:: TEXTE DE LA PAGE

Par un mémoire en défense, enregistré le 30 janvier 2018, la société Eiffage Métal, venant aux droits de la société Eiffage Construction Métallique, représentée par MeF..., conclut :

1°) au rejet de la requête et à ce qu'une somme de 3 500 euros soit mise à la charge de la SOLOREM et de la Métropole du Grand Nancy sur le fondement de l'article L. 761-1 du code de justice administrative.

2°) à titre subsidiaire, à ce que l'Agence Nicolas G...et Associés, la société Egis Bâtiment Grand Est, la société Egis Concept et la société Bureau Veritas soient condamnées à la garantir de toute condamnation qui pourrait être prononcée à son encontre, au rejet des demandes de ces mêmes sociétés en tant qu'elles seraient dirigées contre elle et à ce qu'une somme de 3 500 euros soit mise à leur charge sur le fondement de l'article L. 761-1 du code de justice administrative.

::::

CONSIGNES ▸
A. Recopiez intégralement le mémoire en défense, sans la moindre modification.
B. Relevez toutes les lignes des entrées qui contiennent le mot "horn", en respectant la casse.
Le mémoire en défense et les entrées sont deux documents distincts.

:: LES DONNÉES

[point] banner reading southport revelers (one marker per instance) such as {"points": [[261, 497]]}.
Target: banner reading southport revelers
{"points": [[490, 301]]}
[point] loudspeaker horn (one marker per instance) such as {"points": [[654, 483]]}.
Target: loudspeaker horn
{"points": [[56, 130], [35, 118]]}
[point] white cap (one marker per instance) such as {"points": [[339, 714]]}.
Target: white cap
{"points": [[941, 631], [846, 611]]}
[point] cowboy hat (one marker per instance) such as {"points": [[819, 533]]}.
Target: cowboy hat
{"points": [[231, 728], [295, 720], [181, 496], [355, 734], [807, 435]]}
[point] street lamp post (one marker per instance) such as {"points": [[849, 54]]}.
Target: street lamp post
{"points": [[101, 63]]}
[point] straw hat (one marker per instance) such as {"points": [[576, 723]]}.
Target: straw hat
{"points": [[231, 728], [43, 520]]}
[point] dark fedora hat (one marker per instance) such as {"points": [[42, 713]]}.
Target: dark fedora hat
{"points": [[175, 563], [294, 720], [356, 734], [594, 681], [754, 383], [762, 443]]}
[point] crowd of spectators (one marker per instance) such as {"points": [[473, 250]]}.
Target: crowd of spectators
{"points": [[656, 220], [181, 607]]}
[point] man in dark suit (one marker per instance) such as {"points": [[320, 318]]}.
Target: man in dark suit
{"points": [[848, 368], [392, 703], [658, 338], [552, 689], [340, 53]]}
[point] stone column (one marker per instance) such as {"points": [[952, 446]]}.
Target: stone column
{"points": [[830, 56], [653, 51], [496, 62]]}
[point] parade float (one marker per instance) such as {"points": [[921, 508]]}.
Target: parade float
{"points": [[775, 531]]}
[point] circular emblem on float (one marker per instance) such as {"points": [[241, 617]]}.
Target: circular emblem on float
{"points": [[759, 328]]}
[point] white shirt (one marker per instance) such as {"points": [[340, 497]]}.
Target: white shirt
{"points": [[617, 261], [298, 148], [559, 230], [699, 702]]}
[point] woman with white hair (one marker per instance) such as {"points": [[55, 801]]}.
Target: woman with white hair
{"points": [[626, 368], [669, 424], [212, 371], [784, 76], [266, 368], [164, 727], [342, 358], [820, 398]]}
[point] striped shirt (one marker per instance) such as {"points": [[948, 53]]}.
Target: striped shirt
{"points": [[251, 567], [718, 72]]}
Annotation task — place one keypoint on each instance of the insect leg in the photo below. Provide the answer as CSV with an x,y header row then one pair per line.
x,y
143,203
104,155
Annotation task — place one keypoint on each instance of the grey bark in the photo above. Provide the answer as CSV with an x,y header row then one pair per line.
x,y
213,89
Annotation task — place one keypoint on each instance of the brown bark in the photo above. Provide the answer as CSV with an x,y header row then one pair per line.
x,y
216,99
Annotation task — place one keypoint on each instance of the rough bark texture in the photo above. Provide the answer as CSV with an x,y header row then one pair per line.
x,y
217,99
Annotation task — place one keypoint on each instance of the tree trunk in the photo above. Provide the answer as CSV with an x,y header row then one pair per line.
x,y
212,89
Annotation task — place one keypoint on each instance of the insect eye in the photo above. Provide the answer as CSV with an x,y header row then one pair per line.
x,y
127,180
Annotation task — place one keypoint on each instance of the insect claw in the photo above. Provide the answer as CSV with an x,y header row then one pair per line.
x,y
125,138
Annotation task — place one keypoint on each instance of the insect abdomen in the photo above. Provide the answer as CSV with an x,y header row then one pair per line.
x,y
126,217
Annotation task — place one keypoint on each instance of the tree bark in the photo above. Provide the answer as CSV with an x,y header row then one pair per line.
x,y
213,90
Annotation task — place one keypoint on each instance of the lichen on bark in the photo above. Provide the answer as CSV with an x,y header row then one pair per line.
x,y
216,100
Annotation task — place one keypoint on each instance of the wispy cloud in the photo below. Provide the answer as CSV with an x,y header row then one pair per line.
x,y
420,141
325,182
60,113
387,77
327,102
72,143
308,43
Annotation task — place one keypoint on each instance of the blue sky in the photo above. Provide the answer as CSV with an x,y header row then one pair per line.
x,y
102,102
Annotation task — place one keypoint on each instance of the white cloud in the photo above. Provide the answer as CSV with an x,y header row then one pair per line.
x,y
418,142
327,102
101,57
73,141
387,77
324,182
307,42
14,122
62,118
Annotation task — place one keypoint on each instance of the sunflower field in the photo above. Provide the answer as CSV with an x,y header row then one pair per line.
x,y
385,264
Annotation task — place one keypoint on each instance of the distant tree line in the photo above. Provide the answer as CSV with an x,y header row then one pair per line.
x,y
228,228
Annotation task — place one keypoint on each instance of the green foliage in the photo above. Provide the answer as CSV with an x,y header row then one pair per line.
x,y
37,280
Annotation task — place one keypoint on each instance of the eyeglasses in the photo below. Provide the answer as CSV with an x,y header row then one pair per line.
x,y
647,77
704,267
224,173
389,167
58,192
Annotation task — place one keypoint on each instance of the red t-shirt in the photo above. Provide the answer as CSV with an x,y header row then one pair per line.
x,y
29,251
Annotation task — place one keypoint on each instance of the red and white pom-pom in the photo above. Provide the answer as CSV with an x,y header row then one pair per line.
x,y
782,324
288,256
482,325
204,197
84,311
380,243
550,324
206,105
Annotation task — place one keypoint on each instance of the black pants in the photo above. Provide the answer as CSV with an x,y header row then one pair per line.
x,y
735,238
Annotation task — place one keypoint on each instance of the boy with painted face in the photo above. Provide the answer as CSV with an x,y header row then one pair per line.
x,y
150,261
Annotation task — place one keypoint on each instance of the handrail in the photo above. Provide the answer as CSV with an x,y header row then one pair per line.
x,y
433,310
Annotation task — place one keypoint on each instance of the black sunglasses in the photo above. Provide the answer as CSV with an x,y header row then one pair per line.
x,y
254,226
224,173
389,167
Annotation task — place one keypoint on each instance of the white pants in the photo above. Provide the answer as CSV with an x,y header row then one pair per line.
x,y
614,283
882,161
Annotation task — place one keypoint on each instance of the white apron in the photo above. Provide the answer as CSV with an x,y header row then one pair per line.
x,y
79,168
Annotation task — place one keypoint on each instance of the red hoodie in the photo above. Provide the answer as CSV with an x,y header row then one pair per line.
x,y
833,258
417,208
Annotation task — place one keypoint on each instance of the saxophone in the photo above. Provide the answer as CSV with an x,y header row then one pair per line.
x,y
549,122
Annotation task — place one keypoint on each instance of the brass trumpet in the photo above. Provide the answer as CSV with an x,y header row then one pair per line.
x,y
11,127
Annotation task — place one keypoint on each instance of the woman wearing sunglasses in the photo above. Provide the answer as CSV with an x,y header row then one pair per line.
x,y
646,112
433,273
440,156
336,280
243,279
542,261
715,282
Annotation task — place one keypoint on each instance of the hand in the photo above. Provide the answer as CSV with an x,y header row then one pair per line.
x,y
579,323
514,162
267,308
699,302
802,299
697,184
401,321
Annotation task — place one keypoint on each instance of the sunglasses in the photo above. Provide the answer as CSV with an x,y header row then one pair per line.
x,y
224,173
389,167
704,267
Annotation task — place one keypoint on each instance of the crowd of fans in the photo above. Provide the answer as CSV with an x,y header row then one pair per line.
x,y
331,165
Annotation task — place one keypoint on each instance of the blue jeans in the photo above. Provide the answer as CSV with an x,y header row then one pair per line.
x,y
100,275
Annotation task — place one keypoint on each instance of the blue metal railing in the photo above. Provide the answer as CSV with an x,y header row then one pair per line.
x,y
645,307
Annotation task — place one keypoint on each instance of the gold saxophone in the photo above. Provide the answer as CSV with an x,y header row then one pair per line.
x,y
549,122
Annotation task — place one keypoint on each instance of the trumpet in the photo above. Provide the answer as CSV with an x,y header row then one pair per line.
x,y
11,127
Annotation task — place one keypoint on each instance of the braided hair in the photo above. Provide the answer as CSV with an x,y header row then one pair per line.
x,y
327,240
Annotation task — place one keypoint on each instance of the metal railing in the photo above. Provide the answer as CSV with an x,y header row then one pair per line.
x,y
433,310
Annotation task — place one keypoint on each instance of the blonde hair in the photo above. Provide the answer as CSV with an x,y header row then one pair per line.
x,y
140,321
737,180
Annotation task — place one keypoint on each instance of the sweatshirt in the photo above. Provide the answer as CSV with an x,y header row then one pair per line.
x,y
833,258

::::

RÉPONSES ▸
A.
Par un mémoire en défense, enregistré le 30 janvier 2018, la société Eiffage Métal, venant aux droits de la société Eiffage Construction Métallique, représentée par MeF..., conclut :

1°) au rejet de la requête et à ce qu'une somme de 3 500 euros soit mise à la charge de la SOLOREM et de la Métropole du Grand Nancy sur le fondement de l'article L. 761-1 du code de justice administrative.

2°) à titre subsidiaire, à ce que l'Agence Nicolas G...et Associés, la société Egis Bâtiment Grand Est, la société Egis Concept et la société Bureau Veritas soient condamnées à la garantir de toute condamnation qui pourrait être prononcée à son encontre, au rejet des demandes de ces mêmes sociétés en tant qu'elles seraient dirigées contre elle et à ce qu'une somme de 3 500 euros soit mise à leur charge sur le fondement de l'article L. 761-1 du code de justice administrative.

B.
[point] loudspeaker horn (one marker per instance) such as {"points": [[654, 483]]}.
Target: loudspeaker horn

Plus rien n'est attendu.